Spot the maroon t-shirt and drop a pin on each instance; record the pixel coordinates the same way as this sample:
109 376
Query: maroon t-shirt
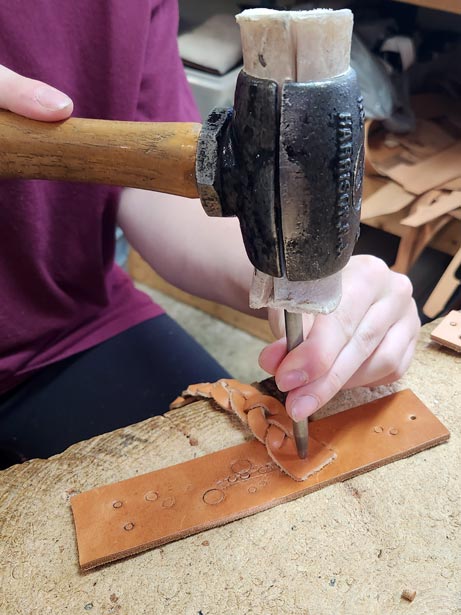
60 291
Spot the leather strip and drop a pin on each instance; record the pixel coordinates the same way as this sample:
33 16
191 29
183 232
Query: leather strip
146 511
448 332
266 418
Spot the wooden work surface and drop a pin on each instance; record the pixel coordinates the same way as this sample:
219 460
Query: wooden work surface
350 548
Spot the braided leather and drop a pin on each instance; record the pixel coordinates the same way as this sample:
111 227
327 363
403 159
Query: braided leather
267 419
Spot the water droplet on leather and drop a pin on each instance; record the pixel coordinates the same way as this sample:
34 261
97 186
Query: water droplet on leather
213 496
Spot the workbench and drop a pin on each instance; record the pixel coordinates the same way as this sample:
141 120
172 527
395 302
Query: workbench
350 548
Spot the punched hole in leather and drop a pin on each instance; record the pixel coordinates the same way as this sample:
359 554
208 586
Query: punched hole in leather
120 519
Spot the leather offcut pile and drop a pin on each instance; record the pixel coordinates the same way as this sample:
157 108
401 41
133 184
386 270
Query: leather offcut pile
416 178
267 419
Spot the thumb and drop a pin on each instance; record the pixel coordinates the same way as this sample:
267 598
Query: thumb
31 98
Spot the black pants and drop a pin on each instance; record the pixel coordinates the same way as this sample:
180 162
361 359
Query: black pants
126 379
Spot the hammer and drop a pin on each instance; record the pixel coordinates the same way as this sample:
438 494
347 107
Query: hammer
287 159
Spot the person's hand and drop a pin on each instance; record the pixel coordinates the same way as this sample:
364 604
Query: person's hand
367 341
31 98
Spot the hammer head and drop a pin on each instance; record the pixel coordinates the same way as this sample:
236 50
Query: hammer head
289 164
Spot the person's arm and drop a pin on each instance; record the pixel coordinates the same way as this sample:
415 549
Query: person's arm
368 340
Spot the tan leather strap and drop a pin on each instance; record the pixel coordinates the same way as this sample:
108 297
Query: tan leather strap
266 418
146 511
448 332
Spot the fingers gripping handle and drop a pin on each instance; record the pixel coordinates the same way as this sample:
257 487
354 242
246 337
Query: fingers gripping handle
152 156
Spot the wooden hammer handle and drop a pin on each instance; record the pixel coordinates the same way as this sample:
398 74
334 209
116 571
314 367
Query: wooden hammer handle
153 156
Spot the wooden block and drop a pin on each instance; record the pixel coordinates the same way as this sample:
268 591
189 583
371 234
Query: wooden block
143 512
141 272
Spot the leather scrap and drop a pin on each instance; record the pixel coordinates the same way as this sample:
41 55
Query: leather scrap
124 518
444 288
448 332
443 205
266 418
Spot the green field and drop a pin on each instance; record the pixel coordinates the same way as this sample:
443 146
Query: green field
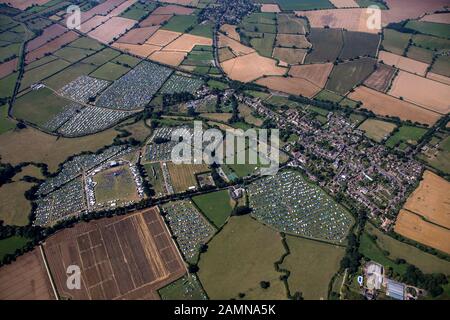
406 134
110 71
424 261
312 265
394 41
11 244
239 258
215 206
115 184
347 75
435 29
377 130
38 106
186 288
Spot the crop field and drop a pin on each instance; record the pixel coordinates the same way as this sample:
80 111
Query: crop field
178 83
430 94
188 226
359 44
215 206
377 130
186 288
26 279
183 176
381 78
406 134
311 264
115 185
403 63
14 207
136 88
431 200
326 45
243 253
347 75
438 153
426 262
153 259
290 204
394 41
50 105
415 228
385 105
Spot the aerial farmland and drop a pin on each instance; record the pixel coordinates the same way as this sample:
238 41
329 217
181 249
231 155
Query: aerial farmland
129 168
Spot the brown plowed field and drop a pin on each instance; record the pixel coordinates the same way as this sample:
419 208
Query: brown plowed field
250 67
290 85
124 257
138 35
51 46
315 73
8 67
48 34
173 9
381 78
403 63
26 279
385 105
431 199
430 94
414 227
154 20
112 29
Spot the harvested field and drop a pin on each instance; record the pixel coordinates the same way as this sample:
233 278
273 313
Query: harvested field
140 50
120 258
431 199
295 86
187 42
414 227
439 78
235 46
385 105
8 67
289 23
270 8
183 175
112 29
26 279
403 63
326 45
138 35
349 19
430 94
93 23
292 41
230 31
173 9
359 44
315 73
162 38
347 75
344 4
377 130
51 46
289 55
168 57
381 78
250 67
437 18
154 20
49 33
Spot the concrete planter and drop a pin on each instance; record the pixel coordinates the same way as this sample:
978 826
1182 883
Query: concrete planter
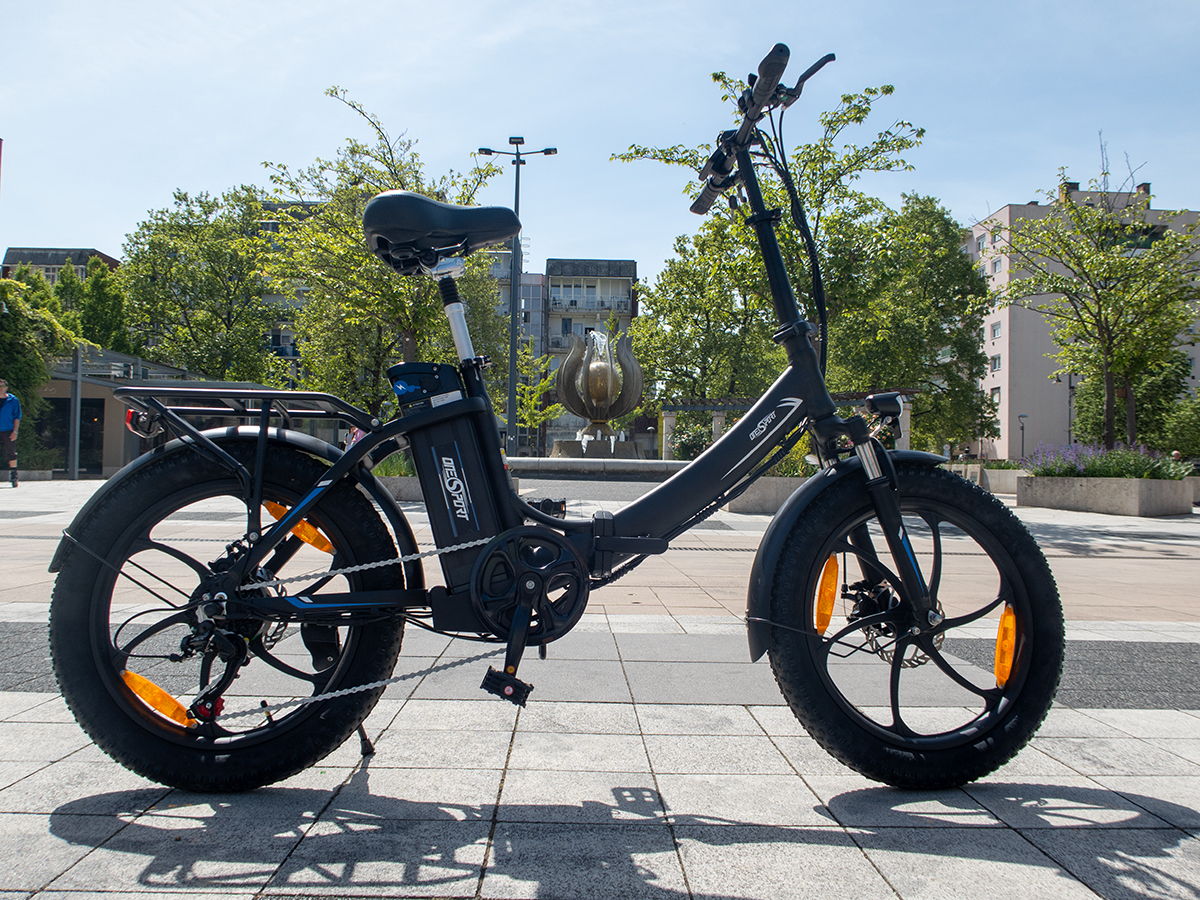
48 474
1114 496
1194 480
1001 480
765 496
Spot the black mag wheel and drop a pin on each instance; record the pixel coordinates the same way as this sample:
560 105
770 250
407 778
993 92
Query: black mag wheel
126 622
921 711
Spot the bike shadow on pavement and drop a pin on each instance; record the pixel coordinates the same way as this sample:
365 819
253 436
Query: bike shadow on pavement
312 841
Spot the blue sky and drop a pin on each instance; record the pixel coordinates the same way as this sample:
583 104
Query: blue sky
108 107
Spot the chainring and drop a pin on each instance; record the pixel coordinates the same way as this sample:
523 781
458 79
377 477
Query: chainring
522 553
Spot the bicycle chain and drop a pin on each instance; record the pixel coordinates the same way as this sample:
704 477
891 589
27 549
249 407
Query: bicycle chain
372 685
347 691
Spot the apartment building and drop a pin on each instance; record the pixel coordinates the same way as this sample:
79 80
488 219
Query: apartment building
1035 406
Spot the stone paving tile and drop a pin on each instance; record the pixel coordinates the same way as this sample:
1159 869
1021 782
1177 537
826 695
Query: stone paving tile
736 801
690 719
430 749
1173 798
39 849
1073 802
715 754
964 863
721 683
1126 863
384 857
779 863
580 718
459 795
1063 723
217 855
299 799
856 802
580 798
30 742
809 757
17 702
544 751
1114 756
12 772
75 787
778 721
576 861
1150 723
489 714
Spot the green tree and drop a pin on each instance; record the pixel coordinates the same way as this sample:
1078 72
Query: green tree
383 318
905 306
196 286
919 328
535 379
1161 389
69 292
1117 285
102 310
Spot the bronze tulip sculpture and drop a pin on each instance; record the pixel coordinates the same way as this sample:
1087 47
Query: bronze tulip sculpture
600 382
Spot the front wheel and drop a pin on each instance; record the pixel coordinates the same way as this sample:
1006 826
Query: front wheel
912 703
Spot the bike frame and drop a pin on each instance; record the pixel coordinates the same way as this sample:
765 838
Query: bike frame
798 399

§ **Objetivo**
Reproduza todo o material acima em forma de lista numerada, omitindo as linhas em branco. Deixe as imagens fora da resposta.

§ **Resposta do exercício**
1. Spot the maroon t-shirt and drop a pin on each instance; record the pixel coordinates the same way as this sample:
2. 109 376
3. Query: maroon t-shirt
4. 60 291
5. Spot the leather strip and drop a pin on each instance; record the pixel coordinates the same way as this sample:
6. 33 16
7. 191 29
8. 183 232
9. Query: leather strip
10. 146 511
11. 448 332
12. 266 418
13. Spot the wooden work surface and drop a pin on each instance; record the pixel coordinates the same way as this sample:
14. 219 460
15. Query: wooden work surface
16. 350 548
17. Spot the braided leather and drop a pin on each instance; record the pixel coordinates the same way as this sample:
18. 111 227
19. 327 363
20. 403 159
21. Query: braided leather
22. 267 419
23. Spot the water droplet on leather and drop a pin on each instance; record the pixel coordinates the same way as this sample:
24. 34 261
25. 97 186
26. Query: water droplet on leather
27. 213 496
28. Spot the workbench and drop a pin on each instance; record the pixel coordinates the same way as this sample:
29. 141 120
30. 172 527
31. 395 302
32. Query: workbench
33. 350 548
34. Spot the punched hole in leather and drop a pin on each instance; record the pixel coordinates the same way as this sample:
35. 359 554
36. 208 586
37. Query: punched hole in leather
38. 120 519
39. Spot the leather offcut pile and drop a pin on each instance; record the pixel coordinates the same way as this sample:
40. 157 108
41. 401 41
42. 133 184
43. 386 270
44. Query: leather offcut pile
45. 416 178
46. 267 419
47. Spot the thumb and drop a pin on each instance; record the pixel coordinates the same way as this sample:
48. 267 598
49. Query: thumb
50. 31 98
51. Spot the black pants and drop a pin on each instance; record the pixel coordinates the same way as this sample:
52. 180 162
53. 361 359
54. Query: black pants
55. 126 379
56. Spot the hammer and drop a pin on each instance; record the pixel coordinates the same way as this sample:
57. 438 494
58. 347 107
59. Query: hammer
60. 287 159
61. Spot the person's hand and drop a pin on each instance; record the pixel coordinates the same way as this sample:
62. 364 604
63. Query: person's hand
64. 367 341
65. 31 98
66. Spot the hammer head and drop a pin on each instance; record the pixel coordinates the same way as this sample:
67. 236 50
68. Query: hammer head
69. 289 164
70. Spot the person's arm and drop a pin on each instance; record the pixel coordinates the same way as this sample:
71. 415 549
72. Query: person's arm
73. 368 340
74. Spot the tan leather strap and drop a pin on each instance; record the pixel coordinates the same way as this sample:
75. 108 297
76. Query: tan leather strap
77. 266 418
78. 146 511
79. 448 332
80. Spot the fingers gripping handle and drop a pin on each instance; record the pixel coordinates the same way as this sample:
81. 257 487
82. 354 242
83. 246 337
84. Query: fingers gripping handle
85. 152 156
86. Spot the wooden hammer handle and drop a pin on each instance; record the pixel coordinates the same way as this sample:
87. 398 74
88. 334 209
89. 116 571
90. 314 367
91. Query: wooden hammer handle
92. 153 156
93. Spot the wooden block and drop a pin on each instance; record the pixel coordinates the same way as this sample:
94. 268 591
95. 189 583
96. 371 234
97. Query: wooden block
98. 143 512
99. 141 272
100. Spot the leather scrap and drop a pin on each instance; record the pixel coordinates the same way as this sample:
101. 41 55
102. Query: leather scrap
103. 124 518
104. 444 288
105. 448 332
106. 443 205
107. 266 418
108. Spot the green field and drop a pin on each instance; record the pixel coordinates the same way as this sample:
109. 443 146
110. Query: green field
111. 406 134
112. 110 71
113. 424 261
114. 312 265
115. 394 41
116. 11 244
117. 239 258
118. 215 206
119. 115 184
120. 347 75
121. 435 29
122. 377 130
123. 38 106
124. 186 288
125. Spot the crop field and drop a pin on each instance; record the pixel coordinates the same way as this sample:
126. 80 111
127. Query: crop field
128. 178 83
129. 430 94
130. 188 226
131. 359 44
132. 215 206
133. 377 130
134. 186 288
135. 26 279
136. 183 176
137. 381 78
138. 406 134
139. 311 264
140. 115 185
141. 403 63
142. 14 207
143. 136 88
144. 431 200
145. 326 45
146. 243 253
147. 347 75
148. 438 153
149. 426 262
150. 153 259
151. 290 204
152. 394 41
153. 50 105
154. 415 228
155. 385 105
156. Spot the aerial farmland and drop a pin on each instance; record the pixel coordinates the same way as this sample:
157. 238 41
158. 329 217
159. 181 249
160. 231 155
161. Query: aerial farmland
162. 129 168
163. Spot the brown plowed field and drop a pin on each instance; record the pixel coordinates the same way as this sample:
164. 419 208
165. Query: brown plowed field
166. 250 67
167. 290 85
168. 124 257
169. 138 35
170. 51 46
171. 315 73
172. 8 67
173. 48 34
174. 173 9
175. 381 78
176. 403 63
177. 26 279
178. 385 105
179. 431 199
180. 430 94
181. 414 227
182. 154 20
183. 112 29
184. Spot the harvested field and drop a pin on each instance; record the pixel coordinates the same way as this sample:
185. 233 278
186. 273 313
187. Query: harvested field
188. 140 50
189. 120 258
190. 431 199
191. 295 86
192. 187 42
193. 414 227
194. 439 78
195. 235 46
196. 385 105
197. 8 67
198. 289 23
199. 270 8
200. 183 175
201. 112 29
202. 26 279
203. 403 63
204. 326 45
205. 138 35
206. 349 19
207. 430 94
208. 93 23
209. 292 41
210. 230 31
211. 173 9
212. 359 44
213. 315 73
214. 162 38
215. 347 75
216. 344 4
217. 377 130
218. 51 46
219. 289 55
220. 168 57
221. 381 78
222. 250 67
223. 437 18
224. 154 20
225. 49 33
226. Spot the concrete planter and drop a pin on each instance; record the pixel coordinates the same way as this sample:
227. 978 826
228. 1182 883
229. Query: concrete planter
230. 48 474
231. 1114 496
232. 1194 480
233. 1001 480
234. 765 496
235. Spot the black mag wheel and drop a pin on each instance; record the pixel coordinates the same way as this sample:
236. 560 105
237. 770 250
238. 407 778
239. 993 92
240. Query: black mag wheel
241. 126 622
242. 921 711
243. Spot the bike shadow on pavement and drop a pin on each instance; record the pixel coordinates the same way as this sample:
244. 365 819
245. 253 436
246. Query: bike shadow on pavement
247. 312 841
248. Spot the blue sky and drop a pin on each instance; record the pixel coordinates the same way as this sample:
249. 583 104
250. Query: blue sky
251. 108 107
252. Spot the chainring and drop a pin on each instance; record the pixel coordinates the same way as this sample:
253. 523 781
254. 458 79
255. 377 477
256. Query: chainring
257. 522 553
258. Spot the bicycle chain and drop a pin on each instance; record the pixel coordinates the same way as this sample:
259. 704 477
260. 891 589
261. 27 549
262. 249 407
263. Query: bicycle chain
264. 372 685
265. 347 691
266. Spot the apartment building and drop a pin on each instance; record the pixel coordinates the same way as this sample:
267. 79 80
268. 488 219
269. Query: apartment building
270. 1035 406
271. Spot the stone paving tile and drop a pin on each instance; record the pixel coordinates the same way as this sample:
272. 1159 869
273. 1021 782
274. 1177 537
275. 826 695
276. Query: stone paving tile
277. 736 801
278. 690 719
279. 430 749
280. 1173 798
281. 39 849
282. 1073 802
283. 715 754
284. 964 863
285. 721 683
286. 1126 863
287. 384 857
288. 779 863
289. 580 718
290. 459 795
291. 1063 723
292. 217 855
293. 299 799
294. 856 802
295. 580 798
296. 30 742
297. 809 757
298. 17 702
299. 544 751
300. 1114 756
301. 12 772
302. 75 787
303. 778 721
304. 576 861
305. 1150 723
306. 489 714
307. Spot the green tree and drop a pin on each instance; record the pixel coordinates the same way as this sample:
308. 1078 72
309. Query: green tree
310. 383 318
311. 905 306
312. 196 286
313. 919 328
314. 535 379
315. 1161 389
316. 69 292
317. 1117 285
318. 102 310
319. Spot the bronze tulip sculpture and drop a pin on each instance; record the pixel coordinates the same way as this sample:
320. 1087 47
321. Query: bronze tulip sculpture
322. 600 382
323. Spot the front wheel and drop a pin on each instance; record the pixel coordinates the same way as this sample:
324. 1006 826
325. Query: front wheel
326. 912 703
327. Spot the bike frame and drop a pin on each instance; record the pixel coordinates the same way as this sample:
328. 765 838
329. Query: bike frame
330. 798 399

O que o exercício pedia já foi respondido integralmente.